How to complete this task: Without skipping a line, reproduce the entries exactly.

----

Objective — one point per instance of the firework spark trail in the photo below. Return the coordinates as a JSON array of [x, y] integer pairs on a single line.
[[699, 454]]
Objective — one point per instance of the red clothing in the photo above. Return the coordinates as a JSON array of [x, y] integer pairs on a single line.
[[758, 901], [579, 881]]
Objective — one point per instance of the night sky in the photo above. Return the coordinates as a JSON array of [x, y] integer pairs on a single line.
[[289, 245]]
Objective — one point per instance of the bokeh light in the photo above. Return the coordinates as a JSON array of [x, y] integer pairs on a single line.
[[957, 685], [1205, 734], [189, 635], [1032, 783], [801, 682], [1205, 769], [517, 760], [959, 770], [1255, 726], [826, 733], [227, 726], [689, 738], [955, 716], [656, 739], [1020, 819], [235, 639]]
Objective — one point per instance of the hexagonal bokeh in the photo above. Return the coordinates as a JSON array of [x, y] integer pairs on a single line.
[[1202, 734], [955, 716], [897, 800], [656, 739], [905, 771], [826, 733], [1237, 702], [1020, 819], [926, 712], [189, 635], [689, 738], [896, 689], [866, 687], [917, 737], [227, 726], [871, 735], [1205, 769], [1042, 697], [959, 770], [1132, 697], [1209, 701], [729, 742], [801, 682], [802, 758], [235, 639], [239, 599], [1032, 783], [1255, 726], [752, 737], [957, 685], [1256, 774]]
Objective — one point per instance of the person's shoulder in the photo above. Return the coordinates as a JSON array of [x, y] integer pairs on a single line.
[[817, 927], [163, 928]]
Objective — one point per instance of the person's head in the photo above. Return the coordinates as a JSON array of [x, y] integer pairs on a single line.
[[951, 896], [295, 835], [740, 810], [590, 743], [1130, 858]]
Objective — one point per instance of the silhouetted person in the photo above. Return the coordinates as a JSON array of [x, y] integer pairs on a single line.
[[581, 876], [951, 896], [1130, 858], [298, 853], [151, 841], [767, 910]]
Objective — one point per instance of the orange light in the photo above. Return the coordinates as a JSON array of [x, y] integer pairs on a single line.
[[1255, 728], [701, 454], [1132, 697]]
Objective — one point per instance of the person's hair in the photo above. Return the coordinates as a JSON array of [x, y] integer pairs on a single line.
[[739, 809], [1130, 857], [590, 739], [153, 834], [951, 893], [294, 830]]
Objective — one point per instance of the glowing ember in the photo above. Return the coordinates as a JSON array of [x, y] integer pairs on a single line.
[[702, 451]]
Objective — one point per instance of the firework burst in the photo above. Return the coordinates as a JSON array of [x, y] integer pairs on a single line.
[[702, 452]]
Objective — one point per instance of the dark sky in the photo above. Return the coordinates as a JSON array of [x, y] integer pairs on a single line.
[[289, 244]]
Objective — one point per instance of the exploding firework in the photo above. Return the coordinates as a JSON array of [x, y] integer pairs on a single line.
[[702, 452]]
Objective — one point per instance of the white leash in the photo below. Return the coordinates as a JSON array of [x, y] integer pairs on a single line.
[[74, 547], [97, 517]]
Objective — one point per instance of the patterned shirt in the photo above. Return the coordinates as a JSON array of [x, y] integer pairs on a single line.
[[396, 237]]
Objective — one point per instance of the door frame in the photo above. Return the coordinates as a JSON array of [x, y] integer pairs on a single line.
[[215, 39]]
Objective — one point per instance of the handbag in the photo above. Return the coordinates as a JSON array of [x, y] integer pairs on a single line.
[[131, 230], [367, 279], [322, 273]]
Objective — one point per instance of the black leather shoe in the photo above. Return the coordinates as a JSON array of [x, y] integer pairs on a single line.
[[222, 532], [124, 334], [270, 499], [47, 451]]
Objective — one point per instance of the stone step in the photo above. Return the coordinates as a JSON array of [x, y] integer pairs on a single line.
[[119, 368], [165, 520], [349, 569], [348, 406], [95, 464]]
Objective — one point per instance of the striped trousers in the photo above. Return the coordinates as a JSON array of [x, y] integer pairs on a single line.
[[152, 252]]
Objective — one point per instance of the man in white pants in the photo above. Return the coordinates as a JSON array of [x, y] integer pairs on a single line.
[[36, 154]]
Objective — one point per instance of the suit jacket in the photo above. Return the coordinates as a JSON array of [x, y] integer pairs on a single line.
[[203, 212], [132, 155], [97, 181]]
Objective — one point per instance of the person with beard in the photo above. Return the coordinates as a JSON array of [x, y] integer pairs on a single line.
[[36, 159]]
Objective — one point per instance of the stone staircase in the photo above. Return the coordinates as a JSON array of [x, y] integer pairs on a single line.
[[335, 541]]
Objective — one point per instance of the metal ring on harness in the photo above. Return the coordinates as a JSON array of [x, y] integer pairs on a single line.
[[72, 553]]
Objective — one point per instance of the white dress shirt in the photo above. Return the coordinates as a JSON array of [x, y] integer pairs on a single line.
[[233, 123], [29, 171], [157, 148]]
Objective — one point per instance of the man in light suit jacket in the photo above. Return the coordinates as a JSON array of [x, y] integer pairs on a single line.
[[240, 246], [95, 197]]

----

Your response:
Objective — one point per instance of the firework spark trail in the photo below. Return the coordinates as a JSON array of [x, y] integer pairs on a single line.
[[699, 454]]
Objective — one point per instance of the red clothing in the photo above. Return the coordinates as a JSON array of [x, y] integer pairs on a single line.
[[758, 901], [579, 881]]
Objective — one point per instance of the night sky in the photo above. Return the coordinates as a JSON array of [x, y] integer pairs on a single line.
[[289, 245]]
Objective — one point per instance of the bokeh light in the photo above. Return the coordinates as a JSON array of [x, y] integer pairs on a single line.
[[957, 685], [1205, 734], [189, 635], [1032, 783], [801, 682], [1205, 769], [517, 760], [959, 770], [1255, 726], [826, 733], [227, 726], [689, 738], [955, 716], [656, 739], [1020, 819], [235, 639]]
Objective — one point per instance of the hexagonal bokeh in the photo above. Return the coordinates as a JSON array of [x, y] integer pairs on a single line.
[[1202, 734], [955, 716], [897, 800], [656, 739], [905, 771], [826, 733], [1237, 702], [1020, 819], [926, 712], [189, 635], [689, 738], [896, 689], [866, 687], [917, 737], [227, 726], [871, 735], [1205, 769], [1042, 697], [959, 770], [1132, 697], [1209, 701], [729, 742], [801, 682], [802, 758], [235, 639], [239, 599], [1032, 783], [1255, 726], [752, 737], [957, 685], [1256, 774]]
Objective — one point per instance of the person's shoulder in the photo above. Return the coordinates as a JSON array of [x, y] integer pairs on a single line.
[[817, 927], [163, 928]]
Objective — one point per instance of the person's head in the photo above. Return the coordinates as a JSON array of [x, y] integer pairs on a single line.
[[951, 896], [295, 835], [740, 810], [590, 743], [1130, 858]]
Objective — one point per instance of the silhouetted person in the photo above. Return the coordinates as a JSON array of [x, y] integer pairs on a single line.
[[581, 876], [951, 896], [1130, 858], [298, 853], [151, 841], [767, 910]]
Objective — one point per instance of the orange light in the photo above. Return the coordinates as a JSON array of [x, y] integer pairs on a single line.
[[1255, 728], [701, 454], [1132, 697]]
Objective — one point per instance of the person's hair in the photo above. Return the coordinates as a JSON array of [x, y] integer pairs on a single line.
[[739, 809], [1130, 857], [590, 739], [153, 834], [951, 893], [294, 830]]
Objective — one point per instance of the glowing ember in the photo above. Return the coordinates as a JSON array of [x, y] integer pairs on a single line.
[[702, 451]]
Objective — one point per instance of the firework burst in the photo above. Return the coordinates as a JSON array of [x, y] integer pairs on a single line.
[[702, 452]]
Objective — one point per instance of the dark sky in the photo above. Return the coordinates as a JSON array of [x, y] integer pairs on a single line.
[[289, 244]]
Objective — one point per instance of the exploding firework in the photo above. Return the coordinates as a JSON array of [x, y] integer pairs on a single line.
[[702, 452]]
Objective — one point per instance of the white leash in the photo below. Return the coordinates as a JSON array of [x, y] integer pairs on a single line.
[[74, 547], [97, 517]]
Objective — one point per instance of the patterned shirt in the photo above. Return the coordinates as a JSON array of [x, y] integer pairs on a single line.
[[396, 237]]
Objective — one point per instance of the door frame in the photo above. Return the coordinates as a JSON array of [x, y] integer pairs on a single line.
[[215, 39]]
Objective — one point per instance of the handbag in the photo above. Return the coordinates as a JSON array of [x, y] integer pairs on a single line.
[[131, 230], [367, 279], [322, 273]]
Objective — one point per instance of the black leather shoe in the photo above. Return the coordinates as a JSON array of [x, y] integer pairs on a single line.
[[222, 532], [124, 334], [270, 499], [47, 451]]
Objective — one point per instance of the stone step in the photo above. Return the coordinates as a JSON array of [x, y] integer pairs on a single line.
[[119, 368], [165, 520], [349, 569], [348, 406], [95, 464]]
Objective — one point per instance of the striped trousers in the photo above. Return the coordinates as a JSON array of [x, y] integer pairs on a single line.
[[152, 252]]
Objective — one point per instance of the man in white pants in the photo above. Return the coordinates as a JSON array of [x, y] integer pairs on a single line.
[[36, 154]]
Objective — one point per instance of the suit jacket in the photo above. Return the coordinates as a JSON array of [x, y] integer pairs on a single line.
[[203, 212], [132, 155], [97, 181]]
Objective — one point per instance of the person with beard in the photo above. Return the coordinates as a JSON array of [x, y] integer pairs on a single line.
[[36, 159]]
Objective — one point per instance of the stone staircase in the photo above. Return the coordinates as a JSON array of [x, y] integer pairs on a single line.
[[335, 541]]
Objective — one point per instance of the metal ring on harness in the photo above. Return the coordinates as a JSON array of [x, y] integer pairs on a single line.
[[72, 553]]
Objective — one point per instance of the white dress shirt in the photo above. Return the coordinates as a JSON array of [x, y] integer pairs on a single line.
[[233, 123], [29, 171], [157, 148]]
Objective — one point per instance of the man in light suit jacket in the photo above. Return the coordinates as a JSON array of [x, y] integer pairs on a single line.
[[240, 246], [95, 197]]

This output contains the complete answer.